# Written task
Update the entries from the line containing "Check that every instance of the sparse" through the line containing "[[643, 386]]", changing every "water reflection" to "surface reflection" and leaving all else unchanged.

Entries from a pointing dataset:
|---|

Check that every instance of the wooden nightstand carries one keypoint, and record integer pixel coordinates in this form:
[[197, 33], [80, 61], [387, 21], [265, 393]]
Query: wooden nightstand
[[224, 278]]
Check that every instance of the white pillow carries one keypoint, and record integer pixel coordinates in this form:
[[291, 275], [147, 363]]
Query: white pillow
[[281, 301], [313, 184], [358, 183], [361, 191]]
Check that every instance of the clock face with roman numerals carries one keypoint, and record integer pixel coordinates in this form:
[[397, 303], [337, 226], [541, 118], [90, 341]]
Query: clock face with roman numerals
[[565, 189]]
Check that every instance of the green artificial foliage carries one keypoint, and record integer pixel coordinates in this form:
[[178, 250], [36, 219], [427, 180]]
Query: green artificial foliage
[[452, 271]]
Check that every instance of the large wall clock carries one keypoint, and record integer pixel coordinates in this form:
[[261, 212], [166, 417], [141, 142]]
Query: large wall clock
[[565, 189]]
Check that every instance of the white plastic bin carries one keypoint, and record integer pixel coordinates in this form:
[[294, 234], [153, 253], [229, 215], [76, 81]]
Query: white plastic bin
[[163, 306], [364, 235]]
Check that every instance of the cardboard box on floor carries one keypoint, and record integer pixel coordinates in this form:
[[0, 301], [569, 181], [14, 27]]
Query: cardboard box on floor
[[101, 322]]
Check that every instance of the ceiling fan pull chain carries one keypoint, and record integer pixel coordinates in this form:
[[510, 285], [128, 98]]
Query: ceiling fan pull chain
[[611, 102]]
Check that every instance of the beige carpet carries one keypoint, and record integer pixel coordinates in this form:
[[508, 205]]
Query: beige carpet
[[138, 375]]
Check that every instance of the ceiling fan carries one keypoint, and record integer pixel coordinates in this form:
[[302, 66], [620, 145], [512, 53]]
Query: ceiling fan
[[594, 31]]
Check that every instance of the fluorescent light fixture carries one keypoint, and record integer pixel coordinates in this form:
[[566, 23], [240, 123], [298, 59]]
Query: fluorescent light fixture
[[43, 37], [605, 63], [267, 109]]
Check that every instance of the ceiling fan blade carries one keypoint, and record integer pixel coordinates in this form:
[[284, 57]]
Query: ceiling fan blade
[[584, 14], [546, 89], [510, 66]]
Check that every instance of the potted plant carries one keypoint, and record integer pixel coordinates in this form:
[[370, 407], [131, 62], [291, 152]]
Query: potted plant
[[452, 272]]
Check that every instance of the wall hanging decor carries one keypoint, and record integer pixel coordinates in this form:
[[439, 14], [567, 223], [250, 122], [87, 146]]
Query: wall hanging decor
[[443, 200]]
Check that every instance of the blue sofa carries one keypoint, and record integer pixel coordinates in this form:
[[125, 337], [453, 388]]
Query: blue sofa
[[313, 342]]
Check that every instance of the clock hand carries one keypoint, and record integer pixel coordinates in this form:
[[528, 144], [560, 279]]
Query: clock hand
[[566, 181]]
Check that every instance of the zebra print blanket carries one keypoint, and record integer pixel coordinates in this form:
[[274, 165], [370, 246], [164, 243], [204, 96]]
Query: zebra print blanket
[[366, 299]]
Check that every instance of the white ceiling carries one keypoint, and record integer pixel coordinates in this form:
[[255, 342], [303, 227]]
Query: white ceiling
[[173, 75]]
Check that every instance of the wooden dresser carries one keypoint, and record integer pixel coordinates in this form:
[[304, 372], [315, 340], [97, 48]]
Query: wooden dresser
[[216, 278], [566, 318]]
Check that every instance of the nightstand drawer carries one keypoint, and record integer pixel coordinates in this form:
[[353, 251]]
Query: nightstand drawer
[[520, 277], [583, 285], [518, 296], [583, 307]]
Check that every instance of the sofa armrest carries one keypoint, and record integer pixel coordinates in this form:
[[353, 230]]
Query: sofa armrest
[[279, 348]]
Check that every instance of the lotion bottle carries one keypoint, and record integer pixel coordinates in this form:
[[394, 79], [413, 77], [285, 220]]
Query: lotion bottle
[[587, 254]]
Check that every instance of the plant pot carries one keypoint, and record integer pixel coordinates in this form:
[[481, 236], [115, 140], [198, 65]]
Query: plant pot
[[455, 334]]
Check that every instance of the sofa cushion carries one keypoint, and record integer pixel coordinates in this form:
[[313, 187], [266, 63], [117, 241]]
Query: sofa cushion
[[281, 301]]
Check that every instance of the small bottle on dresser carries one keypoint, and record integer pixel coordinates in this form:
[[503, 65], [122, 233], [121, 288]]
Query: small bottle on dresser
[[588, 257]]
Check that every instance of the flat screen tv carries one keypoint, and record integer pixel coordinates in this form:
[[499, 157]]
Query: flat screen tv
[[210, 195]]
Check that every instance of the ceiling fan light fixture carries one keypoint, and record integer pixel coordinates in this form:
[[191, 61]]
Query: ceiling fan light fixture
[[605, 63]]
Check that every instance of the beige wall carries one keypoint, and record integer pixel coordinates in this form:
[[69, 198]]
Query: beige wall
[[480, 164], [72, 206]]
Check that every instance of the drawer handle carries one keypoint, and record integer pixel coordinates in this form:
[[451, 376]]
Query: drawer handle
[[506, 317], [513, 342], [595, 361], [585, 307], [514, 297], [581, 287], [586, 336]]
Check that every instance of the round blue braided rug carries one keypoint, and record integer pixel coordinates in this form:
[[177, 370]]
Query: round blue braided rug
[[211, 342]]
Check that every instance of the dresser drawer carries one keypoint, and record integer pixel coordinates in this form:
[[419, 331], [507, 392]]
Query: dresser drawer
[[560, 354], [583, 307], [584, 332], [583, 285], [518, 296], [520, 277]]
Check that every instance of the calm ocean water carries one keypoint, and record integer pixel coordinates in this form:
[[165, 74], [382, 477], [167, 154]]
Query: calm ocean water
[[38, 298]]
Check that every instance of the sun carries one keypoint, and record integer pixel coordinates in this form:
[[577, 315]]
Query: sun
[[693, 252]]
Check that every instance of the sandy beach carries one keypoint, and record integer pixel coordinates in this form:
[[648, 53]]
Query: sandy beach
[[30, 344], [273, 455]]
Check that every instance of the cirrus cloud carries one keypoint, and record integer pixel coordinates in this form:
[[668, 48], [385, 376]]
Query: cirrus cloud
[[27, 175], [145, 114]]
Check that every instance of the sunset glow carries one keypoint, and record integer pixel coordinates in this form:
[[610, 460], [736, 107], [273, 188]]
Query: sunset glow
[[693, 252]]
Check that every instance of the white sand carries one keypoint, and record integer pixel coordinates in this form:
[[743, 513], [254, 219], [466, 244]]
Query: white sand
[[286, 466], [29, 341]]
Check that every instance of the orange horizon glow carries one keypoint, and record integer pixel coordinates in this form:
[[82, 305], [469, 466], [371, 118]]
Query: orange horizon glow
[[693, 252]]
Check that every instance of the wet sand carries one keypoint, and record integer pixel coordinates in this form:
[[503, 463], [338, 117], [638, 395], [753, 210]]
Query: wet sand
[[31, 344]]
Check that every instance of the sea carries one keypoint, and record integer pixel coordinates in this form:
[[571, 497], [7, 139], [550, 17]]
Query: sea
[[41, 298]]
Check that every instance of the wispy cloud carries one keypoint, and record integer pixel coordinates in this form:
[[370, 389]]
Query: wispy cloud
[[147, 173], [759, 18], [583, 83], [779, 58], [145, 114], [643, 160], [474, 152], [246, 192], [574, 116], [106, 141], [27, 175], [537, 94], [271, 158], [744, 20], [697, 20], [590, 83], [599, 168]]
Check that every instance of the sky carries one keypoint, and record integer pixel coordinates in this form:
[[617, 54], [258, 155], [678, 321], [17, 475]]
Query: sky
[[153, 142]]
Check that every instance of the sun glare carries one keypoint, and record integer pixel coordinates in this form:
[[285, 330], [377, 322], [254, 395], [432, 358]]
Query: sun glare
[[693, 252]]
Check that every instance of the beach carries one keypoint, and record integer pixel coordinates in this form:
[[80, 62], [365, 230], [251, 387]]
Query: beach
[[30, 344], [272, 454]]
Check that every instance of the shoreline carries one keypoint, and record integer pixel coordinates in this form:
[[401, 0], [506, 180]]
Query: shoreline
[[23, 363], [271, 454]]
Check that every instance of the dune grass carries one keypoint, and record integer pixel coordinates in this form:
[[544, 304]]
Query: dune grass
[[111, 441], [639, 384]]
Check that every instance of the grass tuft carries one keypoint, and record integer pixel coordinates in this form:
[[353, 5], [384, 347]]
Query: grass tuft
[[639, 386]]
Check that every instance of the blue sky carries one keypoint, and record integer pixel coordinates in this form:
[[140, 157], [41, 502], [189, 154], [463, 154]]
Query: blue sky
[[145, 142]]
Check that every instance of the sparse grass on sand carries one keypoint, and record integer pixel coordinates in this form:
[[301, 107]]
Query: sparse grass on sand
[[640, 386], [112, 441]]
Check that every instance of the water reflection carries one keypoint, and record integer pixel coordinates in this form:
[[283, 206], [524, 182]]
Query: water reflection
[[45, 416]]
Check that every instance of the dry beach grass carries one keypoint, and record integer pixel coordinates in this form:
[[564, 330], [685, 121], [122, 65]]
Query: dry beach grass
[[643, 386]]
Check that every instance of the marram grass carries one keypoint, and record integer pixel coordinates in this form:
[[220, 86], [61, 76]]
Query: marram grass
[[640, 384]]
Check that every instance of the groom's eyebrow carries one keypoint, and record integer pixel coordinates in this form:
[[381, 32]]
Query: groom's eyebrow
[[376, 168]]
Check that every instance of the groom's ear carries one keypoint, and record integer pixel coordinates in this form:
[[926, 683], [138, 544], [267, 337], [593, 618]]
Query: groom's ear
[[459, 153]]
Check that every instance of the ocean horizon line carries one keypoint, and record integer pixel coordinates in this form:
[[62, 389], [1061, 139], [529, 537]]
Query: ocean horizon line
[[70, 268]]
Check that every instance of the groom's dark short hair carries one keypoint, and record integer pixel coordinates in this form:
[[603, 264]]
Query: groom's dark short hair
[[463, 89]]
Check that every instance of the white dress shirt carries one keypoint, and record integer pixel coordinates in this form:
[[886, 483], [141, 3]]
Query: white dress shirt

|---|

# Correct result
Check that every instance of the sparse grass on sand carries one keypoint, and record integer pixel coordinates in this form:
[[301, 107]]
Query: sparse grass on sand
[[640, 386], [112, 441]]
Check that every instance of the surface reflection carries one keypoint, and record integer pixel coordinates in this form:
[[283, 206], [524, 182]]
Query: surface reflection
[[45, 416]]
Check that every instance of the dry beach grass carries one keypoint, and record integer pixel coordinates in this form:
[[564, 330], [685, 121], [122, 65]]
Query: dry beach grass
[[643, 386]]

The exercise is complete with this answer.